◆ **What you are asked to do**:
Find every line below that contains the string "loose" and copy each one in full. Matching is case-sensitive.

◆ **Information supplied**:
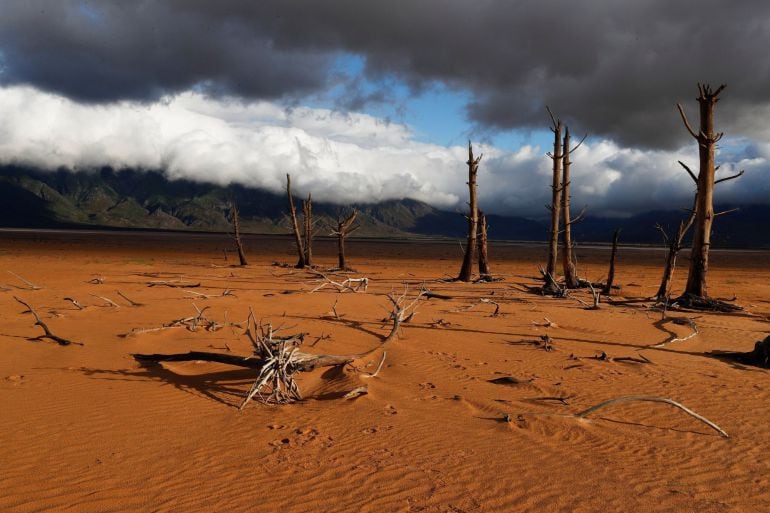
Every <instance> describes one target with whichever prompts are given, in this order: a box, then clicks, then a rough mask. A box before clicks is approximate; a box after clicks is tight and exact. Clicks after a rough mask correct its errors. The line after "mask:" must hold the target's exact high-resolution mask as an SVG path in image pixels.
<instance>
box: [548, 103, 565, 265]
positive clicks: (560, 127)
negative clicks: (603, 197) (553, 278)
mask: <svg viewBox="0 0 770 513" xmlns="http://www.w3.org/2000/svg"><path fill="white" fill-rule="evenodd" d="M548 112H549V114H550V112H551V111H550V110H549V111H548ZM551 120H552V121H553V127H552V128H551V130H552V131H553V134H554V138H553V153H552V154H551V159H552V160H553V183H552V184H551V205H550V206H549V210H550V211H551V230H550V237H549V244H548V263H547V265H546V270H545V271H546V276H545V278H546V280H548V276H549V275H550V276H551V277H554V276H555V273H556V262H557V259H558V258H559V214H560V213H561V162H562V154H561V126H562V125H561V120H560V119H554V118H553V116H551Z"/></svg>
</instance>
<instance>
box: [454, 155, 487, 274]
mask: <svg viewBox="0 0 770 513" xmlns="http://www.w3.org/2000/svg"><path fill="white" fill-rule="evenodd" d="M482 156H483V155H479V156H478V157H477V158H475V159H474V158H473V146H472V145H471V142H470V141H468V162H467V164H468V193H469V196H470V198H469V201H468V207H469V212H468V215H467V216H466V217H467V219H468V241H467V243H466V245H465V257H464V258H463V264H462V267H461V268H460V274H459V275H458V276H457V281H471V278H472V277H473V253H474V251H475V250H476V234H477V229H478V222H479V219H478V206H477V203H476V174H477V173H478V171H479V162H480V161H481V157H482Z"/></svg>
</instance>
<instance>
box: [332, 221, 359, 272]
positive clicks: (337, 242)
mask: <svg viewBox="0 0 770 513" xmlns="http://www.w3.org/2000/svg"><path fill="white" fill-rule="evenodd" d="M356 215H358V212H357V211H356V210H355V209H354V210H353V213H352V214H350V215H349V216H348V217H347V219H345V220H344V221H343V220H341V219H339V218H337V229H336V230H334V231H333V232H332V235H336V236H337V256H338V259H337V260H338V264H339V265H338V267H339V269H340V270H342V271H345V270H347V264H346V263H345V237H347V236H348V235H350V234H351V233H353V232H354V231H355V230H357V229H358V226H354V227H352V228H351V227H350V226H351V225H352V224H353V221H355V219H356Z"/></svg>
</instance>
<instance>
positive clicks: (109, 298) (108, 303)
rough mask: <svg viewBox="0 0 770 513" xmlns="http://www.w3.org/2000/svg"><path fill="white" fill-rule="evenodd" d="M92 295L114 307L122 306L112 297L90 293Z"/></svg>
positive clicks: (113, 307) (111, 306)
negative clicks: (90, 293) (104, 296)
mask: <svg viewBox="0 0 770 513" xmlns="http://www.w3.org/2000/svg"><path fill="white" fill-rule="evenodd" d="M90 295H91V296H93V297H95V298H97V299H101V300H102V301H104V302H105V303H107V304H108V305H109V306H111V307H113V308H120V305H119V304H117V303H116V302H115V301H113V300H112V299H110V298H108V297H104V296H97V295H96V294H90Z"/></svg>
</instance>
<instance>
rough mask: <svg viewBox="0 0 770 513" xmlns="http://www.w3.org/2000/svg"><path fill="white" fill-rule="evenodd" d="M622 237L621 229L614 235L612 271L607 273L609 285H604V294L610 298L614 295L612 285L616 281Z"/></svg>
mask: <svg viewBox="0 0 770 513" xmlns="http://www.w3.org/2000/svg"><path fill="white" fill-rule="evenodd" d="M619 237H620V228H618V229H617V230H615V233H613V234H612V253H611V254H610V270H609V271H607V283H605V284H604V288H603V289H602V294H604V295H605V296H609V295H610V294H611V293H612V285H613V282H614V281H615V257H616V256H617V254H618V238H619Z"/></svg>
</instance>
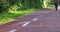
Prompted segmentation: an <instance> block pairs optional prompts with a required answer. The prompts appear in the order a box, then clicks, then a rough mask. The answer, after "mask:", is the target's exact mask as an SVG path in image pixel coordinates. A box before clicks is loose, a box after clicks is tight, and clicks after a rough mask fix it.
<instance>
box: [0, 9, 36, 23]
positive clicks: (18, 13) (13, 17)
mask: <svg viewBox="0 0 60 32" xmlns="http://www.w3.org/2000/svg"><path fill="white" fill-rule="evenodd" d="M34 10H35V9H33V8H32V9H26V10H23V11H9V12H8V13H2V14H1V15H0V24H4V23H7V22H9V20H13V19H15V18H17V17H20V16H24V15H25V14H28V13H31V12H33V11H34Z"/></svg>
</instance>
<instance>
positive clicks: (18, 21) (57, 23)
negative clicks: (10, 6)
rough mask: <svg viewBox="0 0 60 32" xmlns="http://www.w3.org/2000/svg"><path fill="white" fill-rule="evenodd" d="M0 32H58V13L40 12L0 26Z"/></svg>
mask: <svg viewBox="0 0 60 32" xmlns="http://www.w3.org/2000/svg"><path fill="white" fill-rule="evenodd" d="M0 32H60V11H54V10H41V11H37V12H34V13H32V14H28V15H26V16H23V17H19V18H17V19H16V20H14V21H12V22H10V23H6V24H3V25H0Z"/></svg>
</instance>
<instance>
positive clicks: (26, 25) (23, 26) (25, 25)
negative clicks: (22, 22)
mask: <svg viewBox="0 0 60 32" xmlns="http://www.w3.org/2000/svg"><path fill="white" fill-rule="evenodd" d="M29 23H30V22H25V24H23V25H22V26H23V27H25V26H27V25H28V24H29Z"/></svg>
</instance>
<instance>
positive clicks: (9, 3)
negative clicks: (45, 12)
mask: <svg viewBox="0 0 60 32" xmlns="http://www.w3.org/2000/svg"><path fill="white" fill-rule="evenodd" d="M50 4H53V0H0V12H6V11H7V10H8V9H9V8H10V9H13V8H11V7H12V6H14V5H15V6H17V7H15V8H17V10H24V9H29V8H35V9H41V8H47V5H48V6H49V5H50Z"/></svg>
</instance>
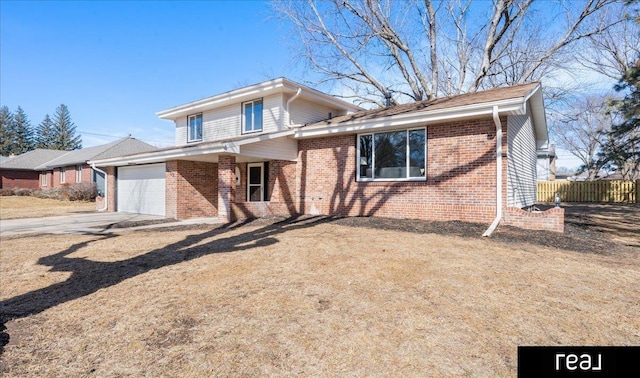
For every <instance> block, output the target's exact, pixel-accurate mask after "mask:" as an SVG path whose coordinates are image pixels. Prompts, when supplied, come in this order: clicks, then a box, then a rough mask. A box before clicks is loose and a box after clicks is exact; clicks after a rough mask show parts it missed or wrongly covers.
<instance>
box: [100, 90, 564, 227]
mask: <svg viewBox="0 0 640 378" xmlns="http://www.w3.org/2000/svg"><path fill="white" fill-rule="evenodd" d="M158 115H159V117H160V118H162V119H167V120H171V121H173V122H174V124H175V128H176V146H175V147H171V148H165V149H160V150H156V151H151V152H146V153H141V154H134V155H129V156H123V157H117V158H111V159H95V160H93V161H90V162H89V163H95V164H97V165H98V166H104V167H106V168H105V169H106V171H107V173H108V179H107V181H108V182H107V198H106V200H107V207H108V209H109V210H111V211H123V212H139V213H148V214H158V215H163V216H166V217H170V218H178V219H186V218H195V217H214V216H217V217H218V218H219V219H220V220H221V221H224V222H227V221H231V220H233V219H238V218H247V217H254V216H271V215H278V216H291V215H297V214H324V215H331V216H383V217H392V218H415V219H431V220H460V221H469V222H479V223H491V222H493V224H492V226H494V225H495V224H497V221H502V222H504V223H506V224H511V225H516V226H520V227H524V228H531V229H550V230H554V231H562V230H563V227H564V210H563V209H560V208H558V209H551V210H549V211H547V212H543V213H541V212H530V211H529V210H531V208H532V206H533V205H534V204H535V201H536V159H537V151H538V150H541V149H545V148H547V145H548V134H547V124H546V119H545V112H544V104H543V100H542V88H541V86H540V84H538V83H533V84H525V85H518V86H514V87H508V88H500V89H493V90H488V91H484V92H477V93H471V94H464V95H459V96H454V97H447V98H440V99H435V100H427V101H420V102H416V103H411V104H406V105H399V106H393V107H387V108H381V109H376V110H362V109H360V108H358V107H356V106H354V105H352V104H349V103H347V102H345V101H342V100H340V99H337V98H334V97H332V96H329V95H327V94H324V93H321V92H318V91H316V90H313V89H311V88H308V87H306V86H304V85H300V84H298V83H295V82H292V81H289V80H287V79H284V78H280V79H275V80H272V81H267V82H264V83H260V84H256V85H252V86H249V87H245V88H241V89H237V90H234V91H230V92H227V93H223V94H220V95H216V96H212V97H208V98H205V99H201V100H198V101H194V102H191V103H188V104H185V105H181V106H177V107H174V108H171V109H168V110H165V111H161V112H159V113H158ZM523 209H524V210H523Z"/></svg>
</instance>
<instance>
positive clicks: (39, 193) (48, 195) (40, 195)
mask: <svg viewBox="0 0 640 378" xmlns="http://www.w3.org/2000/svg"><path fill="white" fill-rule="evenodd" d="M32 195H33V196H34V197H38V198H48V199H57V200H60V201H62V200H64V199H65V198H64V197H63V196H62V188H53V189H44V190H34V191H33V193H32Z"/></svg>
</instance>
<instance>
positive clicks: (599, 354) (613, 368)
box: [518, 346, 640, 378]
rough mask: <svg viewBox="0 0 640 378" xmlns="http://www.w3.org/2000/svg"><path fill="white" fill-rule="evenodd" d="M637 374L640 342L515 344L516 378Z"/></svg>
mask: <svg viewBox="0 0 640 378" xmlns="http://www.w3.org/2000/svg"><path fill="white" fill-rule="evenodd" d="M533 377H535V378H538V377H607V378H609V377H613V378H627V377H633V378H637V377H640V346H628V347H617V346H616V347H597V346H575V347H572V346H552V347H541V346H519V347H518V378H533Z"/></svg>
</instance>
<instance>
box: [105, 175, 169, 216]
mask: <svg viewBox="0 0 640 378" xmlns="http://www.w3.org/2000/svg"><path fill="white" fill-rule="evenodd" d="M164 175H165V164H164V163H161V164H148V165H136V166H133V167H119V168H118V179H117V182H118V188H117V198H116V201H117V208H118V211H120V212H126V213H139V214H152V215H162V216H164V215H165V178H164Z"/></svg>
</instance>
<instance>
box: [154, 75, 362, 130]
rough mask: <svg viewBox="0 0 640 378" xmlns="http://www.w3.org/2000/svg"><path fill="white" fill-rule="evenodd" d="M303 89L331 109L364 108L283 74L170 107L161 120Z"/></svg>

◆ **Written solution**:
Prompted segmentation: an <instance> block pairs optional prompts with a required answer. The prompts appear in the order a box, then clicks, then a rough mask. The answer, after "mask:", is the target's exact mask as an SVG path in image pixel coordinates. A box before clicks is loose, a box after clicks is tight, and clicks after a rough mask fix it.
For every <instance> block, output the target's exact, pixel-accurate mask after "mask:" as an SVG path whose coordinates are image pixels. Prompts, when supplied, come in this order: clicks, then a box, then a rough mask. A box before clicks is loose and a box after clicks is exact; clicks after a rough mask show parts it missed or wrongly covers.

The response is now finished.